Using the records below, copy out exactly the line that contains "Practice step: set one point on each instance of the winglet" and every line that follows it, up to and including the last, and no others.

Dataset entries:
....
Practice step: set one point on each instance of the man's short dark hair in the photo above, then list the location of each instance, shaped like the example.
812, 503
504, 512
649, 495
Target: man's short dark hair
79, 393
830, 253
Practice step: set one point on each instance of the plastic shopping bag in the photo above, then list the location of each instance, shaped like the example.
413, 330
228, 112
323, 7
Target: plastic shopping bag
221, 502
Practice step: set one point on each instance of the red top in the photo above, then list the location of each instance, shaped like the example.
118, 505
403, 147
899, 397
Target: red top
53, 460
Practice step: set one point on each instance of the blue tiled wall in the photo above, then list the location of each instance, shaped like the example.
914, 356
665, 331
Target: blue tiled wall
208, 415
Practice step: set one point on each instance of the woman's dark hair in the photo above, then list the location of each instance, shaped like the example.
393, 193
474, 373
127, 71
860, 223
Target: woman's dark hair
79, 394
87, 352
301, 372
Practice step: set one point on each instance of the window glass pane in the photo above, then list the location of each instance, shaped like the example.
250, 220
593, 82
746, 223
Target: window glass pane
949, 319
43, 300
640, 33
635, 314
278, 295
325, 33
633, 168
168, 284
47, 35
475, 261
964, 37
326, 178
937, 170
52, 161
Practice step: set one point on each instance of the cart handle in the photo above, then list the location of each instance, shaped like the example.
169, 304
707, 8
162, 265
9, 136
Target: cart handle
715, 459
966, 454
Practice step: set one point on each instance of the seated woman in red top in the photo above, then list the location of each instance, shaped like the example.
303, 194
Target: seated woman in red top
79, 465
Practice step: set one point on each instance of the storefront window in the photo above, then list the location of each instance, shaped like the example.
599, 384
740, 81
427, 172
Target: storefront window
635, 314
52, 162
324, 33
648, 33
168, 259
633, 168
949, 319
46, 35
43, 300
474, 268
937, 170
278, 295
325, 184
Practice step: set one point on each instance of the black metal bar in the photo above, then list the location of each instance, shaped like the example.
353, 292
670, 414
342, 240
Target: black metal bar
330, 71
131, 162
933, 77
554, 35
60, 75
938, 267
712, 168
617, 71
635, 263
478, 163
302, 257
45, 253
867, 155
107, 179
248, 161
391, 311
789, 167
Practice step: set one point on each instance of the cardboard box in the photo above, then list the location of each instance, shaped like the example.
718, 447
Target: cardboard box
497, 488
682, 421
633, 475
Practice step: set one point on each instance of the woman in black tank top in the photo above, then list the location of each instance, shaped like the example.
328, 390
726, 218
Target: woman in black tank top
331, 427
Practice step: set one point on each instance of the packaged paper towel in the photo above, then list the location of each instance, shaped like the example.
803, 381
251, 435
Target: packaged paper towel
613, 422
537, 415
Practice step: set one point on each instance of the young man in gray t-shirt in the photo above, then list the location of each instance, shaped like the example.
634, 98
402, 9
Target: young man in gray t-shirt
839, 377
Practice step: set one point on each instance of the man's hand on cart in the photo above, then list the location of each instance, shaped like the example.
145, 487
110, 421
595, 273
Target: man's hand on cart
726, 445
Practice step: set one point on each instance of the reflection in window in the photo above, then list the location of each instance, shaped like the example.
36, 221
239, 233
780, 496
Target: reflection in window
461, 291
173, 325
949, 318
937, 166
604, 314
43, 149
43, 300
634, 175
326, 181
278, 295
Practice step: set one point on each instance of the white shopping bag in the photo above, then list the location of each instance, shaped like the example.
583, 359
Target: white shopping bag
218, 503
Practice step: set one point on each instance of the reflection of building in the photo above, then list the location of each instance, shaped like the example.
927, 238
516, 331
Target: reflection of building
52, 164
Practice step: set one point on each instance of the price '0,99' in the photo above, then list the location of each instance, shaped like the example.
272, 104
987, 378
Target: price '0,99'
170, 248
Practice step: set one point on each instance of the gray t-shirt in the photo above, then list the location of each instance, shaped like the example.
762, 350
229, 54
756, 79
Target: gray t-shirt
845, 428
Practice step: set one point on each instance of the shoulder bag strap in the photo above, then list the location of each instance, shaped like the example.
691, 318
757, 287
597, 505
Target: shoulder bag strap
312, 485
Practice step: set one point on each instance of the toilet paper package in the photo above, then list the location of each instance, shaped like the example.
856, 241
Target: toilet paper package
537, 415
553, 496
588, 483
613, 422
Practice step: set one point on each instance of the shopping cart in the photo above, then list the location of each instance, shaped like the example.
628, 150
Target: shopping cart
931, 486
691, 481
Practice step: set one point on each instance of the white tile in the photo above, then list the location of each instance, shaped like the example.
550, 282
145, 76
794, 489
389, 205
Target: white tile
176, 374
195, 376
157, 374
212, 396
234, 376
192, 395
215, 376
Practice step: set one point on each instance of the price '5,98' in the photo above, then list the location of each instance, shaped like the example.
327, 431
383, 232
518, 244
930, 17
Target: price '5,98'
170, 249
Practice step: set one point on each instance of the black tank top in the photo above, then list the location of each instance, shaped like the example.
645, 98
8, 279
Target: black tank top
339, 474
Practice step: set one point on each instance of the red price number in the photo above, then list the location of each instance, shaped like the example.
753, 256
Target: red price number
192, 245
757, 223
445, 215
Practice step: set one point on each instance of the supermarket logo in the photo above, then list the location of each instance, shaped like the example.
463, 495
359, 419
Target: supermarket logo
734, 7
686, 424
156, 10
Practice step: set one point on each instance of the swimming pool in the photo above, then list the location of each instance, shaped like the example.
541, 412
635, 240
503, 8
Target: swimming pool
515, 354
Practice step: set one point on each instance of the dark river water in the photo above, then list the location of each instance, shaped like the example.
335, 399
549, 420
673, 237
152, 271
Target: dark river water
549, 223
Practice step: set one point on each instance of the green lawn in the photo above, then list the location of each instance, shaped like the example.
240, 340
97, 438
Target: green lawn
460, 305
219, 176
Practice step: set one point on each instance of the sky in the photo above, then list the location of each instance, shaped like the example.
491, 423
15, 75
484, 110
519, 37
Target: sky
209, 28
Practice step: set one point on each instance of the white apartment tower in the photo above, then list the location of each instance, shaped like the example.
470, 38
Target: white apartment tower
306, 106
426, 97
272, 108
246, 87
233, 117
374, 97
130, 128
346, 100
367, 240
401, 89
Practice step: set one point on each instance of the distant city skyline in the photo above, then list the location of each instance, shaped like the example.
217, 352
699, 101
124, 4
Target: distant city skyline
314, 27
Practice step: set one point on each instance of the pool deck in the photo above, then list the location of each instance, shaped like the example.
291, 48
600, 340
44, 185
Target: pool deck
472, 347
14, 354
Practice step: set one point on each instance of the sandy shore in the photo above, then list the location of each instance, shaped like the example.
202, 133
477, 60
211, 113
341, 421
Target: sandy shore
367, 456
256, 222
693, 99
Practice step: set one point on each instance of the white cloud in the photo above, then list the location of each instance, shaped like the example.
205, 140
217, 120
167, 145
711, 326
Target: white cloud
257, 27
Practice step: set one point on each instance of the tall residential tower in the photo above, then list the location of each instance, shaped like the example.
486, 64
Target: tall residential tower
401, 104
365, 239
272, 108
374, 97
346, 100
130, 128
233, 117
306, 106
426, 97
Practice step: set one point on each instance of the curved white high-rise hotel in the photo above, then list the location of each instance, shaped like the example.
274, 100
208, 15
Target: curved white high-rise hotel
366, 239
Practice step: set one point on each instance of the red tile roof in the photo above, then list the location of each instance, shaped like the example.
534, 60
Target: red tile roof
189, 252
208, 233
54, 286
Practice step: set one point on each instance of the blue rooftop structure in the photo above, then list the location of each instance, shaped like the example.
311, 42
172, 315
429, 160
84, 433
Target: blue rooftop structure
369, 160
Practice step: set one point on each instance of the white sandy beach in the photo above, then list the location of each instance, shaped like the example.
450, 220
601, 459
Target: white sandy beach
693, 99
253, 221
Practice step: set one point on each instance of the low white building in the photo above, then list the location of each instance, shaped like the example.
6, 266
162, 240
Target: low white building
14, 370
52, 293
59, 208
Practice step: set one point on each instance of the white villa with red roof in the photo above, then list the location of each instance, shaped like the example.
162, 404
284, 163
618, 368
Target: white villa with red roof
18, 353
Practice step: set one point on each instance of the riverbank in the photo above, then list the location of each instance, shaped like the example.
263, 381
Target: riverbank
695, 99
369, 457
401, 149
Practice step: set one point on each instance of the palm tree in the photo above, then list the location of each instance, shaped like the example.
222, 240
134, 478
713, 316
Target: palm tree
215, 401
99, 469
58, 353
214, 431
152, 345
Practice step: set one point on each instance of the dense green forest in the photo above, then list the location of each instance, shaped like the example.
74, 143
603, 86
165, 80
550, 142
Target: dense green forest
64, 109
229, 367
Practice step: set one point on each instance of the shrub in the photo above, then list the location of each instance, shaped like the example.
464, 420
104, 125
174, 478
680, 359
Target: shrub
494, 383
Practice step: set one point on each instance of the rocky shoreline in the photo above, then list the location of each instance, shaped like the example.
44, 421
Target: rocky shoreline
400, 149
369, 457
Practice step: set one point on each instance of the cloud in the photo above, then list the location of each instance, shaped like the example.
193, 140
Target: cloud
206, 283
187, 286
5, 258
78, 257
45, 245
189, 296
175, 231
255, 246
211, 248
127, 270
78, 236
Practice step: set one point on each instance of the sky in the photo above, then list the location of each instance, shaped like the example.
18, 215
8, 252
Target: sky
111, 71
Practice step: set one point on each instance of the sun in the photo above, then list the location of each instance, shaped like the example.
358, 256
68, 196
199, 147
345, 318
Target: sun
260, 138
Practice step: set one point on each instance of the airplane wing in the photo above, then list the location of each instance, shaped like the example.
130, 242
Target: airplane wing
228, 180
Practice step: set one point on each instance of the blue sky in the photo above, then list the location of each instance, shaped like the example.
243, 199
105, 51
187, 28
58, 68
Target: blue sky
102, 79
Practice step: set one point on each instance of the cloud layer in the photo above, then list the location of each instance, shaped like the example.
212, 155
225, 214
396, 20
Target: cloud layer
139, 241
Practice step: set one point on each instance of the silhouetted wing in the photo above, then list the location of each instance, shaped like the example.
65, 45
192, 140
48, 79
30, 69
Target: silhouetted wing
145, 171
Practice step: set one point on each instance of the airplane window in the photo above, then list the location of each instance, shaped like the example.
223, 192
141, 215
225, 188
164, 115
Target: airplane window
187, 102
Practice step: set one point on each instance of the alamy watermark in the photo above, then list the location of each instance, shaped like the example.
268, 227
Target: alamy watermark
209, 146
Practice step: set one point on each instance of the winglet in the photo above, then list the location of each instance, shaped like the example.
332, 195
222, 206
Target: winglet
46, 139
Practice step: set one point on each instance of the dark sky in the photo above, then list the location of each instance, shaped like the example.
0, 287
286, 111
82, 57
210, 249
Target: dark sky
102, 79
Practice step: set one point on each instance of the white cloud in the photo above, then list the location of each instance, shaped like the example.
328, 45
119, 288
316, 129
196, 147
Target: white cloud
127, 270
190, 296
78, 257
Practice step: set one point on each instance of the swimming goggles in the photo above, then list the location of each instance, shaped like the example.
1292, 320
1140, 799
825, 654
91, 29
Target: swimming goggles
....
## [Right answer]
Practice step: set one point on each instance of the winglet in the photo above, then list the location of each instance, shaped like the example.
332, 195
222, 206
Target: winglet
46, 139
Practice step: set one point on each instance of the dark sky in the photo above, then list the location of each instance, shaped like the example.
0, 287
286, 111
82, 57
210, 249
Target: dark sky
102, 79
Practice step: set one point on each instance of the white cloud in the photo above, then list the location of each instance, shaped like the example.
328, 45
119, 288
316, 129
196, 147
Target: white cloud
127, 270
190, 296
78, 257
Practice step: set one point on each instance of the swimming goggles in the photo above, then list the location of each instance, shaped like the example.
1292, 320
1140, 799
825, 654
91, 29
Target: swimming goggles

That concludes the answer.